SET PROBLEM. Reproduce verbatim every line from the one that includes "Would you mind marking the concrete" to the closing line of the entries; omit everything before it.

-*-

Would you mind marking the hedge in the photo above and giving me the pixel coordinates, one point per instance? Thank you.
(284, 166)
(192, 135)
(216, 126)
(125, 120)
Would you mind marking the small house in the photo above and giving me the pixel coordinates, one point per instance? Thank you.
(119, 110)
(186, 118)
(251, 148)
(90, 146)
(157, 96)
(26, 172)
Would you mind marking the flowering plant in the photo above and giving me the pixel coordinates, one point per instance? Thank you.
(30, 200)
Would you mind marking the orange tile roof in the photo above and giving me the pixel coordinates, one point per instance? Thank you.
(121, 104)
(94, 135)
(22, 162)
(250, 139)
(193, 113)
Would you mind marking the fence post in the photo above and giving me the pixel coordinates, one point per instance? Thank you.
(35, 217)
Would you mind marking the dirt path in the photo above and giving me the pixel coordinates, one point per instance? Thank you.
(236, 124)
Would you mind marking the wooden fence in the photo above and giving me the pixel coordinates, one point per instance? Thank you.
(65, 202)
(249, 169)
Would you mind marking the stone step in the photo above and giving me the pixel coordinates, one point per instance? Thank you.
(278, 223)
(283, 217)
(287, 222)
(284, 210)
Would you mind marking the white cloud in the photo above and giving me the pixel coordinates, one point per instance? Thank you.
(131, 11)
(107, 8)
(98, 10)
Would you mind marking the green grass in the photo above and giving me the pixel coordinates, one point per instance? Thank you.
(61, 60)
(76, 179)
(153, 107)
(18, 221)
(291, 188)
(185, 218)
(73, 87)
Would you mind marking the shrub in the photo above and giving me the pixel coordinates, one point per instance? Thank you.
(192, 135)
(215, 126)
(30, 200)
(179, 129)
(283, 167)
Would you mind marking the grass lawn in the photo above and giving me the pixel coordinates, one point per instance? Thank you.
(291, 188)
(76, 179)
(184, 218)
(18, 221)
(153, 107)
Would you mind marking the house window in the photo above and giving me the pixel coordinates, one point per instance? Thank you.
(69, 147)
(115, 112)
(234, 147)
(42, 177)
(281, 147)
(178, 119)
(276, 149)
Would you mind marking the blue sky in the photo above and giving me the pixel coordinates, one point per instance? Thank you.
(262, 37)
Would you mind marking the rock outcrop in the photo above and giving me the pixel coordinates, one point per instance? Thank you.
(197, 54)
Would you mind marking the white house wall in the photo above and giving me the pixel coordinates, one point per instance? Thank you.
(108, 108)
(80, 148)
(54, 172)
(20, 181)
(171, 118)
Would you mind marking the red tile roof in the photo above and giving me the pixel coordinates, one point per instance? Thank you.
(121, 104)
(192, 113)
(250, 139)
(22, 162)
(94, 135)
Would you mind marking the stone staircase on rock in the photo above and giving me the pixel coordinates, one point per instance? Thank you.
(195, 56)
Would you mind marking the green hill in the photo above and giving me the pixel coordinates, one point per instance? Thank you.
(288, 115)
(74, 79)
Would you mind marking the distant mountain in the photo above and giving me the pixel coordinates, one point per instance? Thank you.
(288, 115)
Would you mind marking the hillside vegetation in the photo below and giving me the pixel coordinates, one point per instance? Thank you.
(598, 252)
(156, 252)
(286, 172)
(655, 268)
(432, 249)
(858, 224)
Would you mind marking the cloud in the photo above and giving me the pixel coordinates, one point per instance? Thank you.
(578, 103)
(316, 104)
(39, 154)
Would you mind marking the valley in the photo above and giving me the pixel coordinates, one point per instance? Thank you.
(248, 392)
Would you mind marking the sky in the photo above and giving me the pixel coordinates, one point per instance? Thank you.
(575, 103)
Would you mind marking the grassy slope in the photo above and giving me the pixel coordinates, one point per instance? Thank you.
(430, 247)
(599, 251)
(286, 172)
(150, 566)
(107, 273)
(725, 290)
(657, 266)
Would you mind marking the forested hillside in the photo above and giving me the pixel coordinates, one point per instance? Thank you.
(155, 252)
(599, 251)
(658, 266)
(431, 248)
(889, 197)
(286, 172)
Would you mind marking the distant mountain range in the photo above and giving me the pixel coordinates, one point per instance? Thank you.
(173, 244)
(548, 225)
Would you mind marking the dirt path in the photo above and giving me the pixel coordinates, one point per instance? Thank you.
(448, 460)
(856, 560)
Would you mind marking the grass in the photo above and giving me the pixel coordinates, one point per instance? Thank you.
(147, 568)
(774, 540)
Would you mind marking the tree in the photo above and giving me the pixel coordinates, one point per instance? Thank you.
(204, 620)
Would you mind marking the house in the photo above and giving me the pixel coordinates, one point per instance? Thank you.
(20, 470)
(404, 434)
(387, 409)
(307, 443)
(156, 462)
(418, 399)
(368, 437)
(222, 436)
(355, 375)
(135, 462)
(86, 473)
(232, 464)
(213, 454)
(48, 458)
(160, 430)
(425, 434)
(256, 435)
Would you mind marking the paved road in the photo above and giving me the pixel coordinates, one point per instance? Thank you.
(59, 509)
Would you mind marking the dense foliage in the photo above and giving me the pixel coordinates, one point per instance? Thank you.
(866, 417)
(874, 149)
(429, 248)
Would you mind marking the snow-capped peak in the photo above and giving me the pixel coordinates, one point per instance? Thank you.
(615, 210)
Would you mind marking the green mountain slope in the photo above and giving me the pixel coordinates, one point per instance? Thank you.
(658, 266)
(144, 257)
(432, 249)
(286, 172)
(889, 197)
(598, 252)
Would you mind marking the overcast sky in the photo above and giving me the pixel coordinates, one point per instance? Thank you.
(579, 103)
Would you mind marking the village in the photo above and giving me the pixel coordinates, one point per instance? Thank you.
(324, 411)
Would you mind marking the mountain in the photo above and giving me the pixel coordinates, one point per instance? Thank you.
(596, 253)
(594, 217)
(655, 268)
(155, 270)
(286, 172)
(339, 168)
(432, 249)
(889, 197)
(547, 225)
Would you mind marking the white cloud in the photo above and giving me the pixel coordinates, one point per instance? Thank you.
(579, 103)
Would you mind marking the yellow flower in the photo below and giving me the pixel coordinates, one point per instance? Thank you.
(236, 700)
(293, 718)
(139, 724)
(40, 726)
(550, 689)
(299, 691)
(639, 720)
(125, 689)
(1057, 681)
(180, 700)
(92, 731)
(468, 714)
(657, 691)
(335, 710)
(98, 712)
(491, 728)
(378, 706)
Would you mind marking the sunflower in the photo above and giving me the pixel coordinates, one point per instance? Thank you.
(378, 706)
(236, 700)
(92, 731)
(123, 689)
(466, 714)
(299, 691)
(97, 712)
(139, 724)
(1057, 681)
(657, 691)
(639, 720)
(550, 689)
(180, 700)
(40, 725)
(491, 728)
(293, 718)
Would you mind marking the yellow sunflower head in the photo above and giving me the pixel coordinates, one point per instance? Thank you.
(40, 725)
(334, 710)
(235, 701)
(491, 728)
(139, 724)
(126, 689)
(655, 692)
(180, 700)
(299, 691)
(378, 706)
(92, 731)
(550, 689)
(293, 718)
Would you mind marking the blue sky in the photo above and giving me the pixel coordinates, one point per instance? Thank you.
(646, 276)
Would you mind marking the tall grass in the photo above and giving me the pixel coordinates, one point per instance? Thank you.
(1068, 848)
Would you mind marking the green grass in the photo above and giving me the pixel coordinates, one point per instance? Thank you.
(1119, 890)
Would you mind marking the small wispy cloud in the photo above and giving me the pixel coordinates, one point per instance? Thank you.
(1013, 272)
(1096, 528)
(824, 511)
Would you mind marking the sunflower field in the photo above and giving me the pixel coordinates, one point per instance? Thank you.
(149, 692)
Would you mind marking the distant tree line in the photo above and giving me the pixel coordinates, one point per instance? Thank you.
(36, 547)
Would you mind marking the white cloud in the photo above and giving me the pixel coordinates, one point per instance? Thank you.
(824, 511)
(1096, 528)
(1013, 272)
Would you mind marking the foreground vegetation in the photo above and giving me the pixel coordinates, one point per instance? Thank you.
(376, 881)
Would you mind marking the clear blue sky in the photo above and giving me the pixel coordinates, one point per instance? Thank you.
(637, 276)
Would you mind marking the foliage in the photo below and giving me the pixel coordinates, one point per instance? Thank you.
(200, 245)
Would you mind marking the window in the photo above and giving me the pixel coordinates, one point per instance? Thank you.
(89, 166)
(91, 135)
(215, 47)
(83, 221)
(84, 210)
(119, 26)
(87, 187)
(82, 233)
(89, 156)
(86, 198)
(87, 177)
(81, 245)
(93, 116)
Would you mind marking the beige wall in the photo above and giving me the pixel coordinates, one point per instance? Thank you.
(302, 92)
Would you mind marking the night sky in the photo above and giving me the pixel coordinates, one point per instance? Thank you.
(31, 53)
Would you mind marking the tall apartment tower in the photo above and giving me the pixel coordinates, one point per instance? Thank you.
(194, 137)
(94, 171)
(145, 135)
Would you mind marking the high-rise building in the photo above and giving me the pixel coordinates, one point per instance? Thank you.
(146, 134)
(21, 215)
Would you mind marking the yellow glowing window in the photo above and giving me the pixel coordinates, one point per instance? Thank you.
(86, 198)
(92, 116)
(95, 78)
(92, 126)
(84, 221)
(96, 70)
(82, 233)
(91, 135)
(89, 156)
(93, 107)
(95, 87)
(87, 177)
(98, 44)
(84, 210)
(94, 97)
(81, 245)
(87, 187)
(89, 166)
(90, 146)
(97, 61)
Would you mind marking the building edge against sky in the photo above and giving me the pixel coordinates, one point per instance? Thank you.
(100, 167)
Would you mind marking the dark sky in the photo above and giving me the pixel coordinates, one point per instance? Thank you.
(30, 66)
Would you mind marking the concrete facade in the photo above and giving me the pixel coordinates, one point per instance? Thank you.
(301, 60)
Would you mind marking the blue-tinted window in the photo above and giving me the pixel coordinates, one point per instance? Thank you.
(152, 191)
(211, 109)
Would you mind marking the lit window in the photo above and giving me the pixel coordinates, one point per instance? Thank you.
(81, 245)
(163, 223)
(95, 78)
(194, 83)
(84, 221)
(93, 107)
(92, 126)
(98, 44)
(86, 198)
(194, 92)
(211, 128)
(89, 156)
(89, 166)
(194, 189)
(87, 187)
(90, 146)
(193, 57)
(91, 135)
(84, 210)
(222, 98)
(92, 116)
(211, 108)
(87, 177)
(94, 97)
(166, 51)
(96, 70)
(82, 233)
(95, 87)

-*-

THE SOLUTION.
Would you mind marking the concrete facade in the photo above and giving me the pixel coordinates, one point per instance? Thank you.
(301, 60)
Would you mind marking the blue-tinted window in the photo above and giving me the pixel coordinates, one point per instance? Thank you.
(152, 191)
(211, 109)
Would you mind marking the lit window in the photo above and giving me the pixel coordinates, one point per instance? Thank you.
(81, 245)
(163, 223)
(95, 78)
(194, 83)
(84, 221)
(93, 107)
(92, 126)
(98, 44)
(86, 198)
(194, 92)
(211, 128)
(89, 156)
(89, 166)
(194, 189)
(87, 187)
(90, 146)
(193, 57)
(91, 135)
(84, 210)
(222, 98)
(92, 116)
(211, 108)
(87, 177)
(94, 97)
(166, 51)
(96, 70)
(82, 233)
(95, 87)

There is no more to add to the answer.